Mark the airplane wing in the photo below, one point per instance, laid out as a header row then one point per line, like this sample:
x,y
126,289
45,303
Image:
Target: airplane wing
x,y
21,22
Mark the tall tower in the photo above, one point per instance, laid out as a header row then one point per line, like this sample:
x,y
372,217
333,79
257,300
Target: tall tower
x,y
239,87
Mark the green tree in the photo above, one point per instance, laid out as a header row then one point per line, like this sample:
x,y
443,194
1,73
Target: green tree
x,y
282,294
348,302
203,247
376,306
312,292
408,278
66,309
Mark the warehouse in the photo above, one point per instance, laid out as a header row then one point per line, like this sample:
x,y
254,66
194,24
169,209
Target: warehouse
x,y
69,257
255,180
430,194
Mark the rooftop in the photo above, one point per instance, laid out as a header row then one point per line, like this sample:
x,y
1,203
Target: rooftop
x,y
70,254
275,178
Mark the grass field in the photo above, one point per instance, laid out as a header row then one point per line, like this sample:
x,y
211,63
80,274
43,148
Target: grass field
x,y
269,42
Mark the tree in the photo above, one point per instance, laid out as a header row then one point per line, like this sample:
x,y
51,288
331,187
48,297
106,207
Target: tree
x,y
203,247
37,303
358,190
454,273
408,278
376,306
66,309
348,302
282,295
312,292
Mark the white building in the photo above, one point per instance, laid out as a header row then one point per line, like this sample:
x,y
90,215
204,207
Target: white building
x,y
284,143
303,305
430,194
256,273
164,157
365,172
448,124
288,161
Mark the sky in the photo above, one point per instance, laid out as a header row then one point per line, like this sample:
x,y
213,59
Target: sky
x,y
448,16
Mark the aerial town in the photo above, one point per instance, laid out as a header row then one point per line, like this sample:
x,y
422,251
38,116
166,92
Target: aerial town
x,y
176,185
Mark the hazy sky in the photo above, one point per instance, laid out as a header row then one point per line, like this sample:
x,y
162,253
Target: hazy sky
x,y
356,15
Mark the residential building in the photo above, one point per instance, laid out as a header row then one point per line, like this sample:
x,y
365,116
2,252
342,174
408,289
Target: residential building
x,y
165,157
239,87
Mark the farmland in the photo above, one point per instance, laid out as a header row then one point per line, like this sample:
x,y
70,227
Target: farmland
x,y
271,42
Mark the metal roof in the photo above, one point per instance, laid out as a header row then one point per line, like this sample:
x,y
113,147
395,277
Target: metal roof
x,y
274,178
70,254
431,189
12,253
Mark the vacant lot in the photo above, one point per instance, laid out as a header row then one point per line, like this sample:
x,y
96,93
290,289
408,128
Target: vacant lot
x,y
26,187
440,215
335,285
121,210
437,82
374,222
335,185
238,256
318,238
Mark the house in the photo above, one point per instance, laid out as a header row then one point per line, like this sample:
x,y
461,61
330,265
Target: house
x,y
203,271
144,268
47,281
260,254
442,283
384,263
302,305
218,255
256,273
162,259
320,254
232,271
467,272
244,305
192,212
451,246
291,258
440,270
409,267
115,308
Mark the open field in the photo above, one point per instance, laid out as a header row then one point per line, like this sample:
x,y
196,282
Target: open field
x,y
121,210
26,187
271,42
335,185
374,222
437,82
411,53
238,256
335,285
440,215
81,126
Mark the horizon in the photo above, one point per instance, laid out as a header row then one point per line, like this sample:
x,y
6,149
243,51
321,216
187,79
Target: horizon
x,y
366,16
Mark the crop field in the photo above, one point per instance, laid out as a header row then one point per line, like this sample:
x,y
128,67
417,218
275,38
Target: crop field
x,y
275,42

---------------

Output every line above so that it reads exactly as before.

## Solution to the problem
Mark the airplane wing in the photo below, one point per instance, laid out as a header row then one point per line, like this sample:
x,y
126,289
45,303
Image:
Target: airplane wing
x,y
21,22
Mark the tall tower in the photo above, one point per instance, laid out as a header row then one point per line, like this sample:
x,y
372,217
333,79
257,300
Target: tall tower
x,y
239,87
Mark the green tree in the photo above, one point per instance, laid out as a header row then one point per line, like this sample:
x,y
443,194
1,73
Target: green tree
x,y
282,294
348,302
203,247
376,306
312,292
408,278
66,309
Mark the warehouse in the photo above, one point per instance, laid out as a header row then one point per line, like this sample:
x,y
254,66
194,24
169,209
Target: warehouse
x,y
69,257
255,180
430,194
Mark the rooftop in the photo above, one point per instance, laid out as a header row then one point per line, like this sample:
x,y
1,203
Target: rooftop
x,y
70,254
275,178
Mark the grass field in the photo above, one point per instance, laid out as a header row then one point per line, like this sample:
x,y
211,63
80,274
43,148
Target: grass field
x,y
269,42
Mark the tree in the photo above, one point per instance, laid out as a header row then one point per line, like this sample:
x,y
51,288
331,187
48,297
106,207
Target: tree
x,y
203,247
37,303
358,190
454,273
408,278
376,306
66,309
348,302
282,295
312,292
Mark the white building in the photo above, one point per instance, laid out as a header row then one point per line, like this sample:
x,y
90,215
204,207
Target: white building
x,y
284,143
303,305
430,194
256,273
164,157
365,172
448,124
288,161
Mark the sky in the photo above, one point per instance, laid out as a header row then one point per line, like this sample:
x,y
213,59
Target: sky
x,y
448,16
Mark the aerial town in the photo above, one point per instance, laid out as a header row then one point per line, like this sample:
x,y
422,251
38,116
166,92
Target: aerial town
x,y
176,185
Mark the hazy sky in the photo above, one point per instance, laid out as a header row then one point per line, like this sample:
x,y
162,253
Target: hazy sky
x,y
356,15
Mark the residential building in the photo above, one point per instance, laid out as a header row then one point per line, like this sample:
x,y
365,116
2,252
342,174
408,289
Target: residential building
x,y
165,157
239,87
Mark the farmland in the photo above, one point per instance, laid out as a header row then one point per line, like this sample:
x,y
70,227
Target: farmland
x,y
271,42
Mark the metal roof in the photo above, one point per instance, laid out as a header row then one point per line, like this sample:
x,y
113,147
395,277
Target: metal roof
x,y
274,178
70,254
431,189
12,253
Mark the vacant lot in the photo above, one point per instance, laid out as a header row then one point per line, like this sample:
x,y
96,93
290,289
408,128
Target: vacant lot
x,y
26,187
440,215
335,285
121,210
437,82
374,222
335,185
238,256
318,238
Mark the house in the photo above, one point per instance, laid out as a header row then one point per line, like this sample:
x,y
461,61
330,265
Target: house
x,y
203,271
144,268
47,281
260,254
442,283
384,263
302,305
218,255
256,273
162,259
320,254
232,271
467,272
244,305
192,212
451,246
291,258
440,270
409,267
115,308
Mark the open field in the photo above, one point per instance, laid out as a header row then one point per line, like this sample:
x,y
196,282
Target: open field
x,y
121,210
26,187
271,42
335,185
374,222
437,82
411,53
238,256
335,285
440,215
81,126
Mark the horizon in the photo above, one point per instance, laid out as a header row then one point per line, like this sample:
x,y
6,149
243,51
321,216
187,79
Target: horizon
x,y
366,16
Mark the crop field in the photo above, one point per instance, laid out as a header row then one point per line, like this sample:
x,y
128,67
417,218
275,38
Target: crop field
x,y
275,42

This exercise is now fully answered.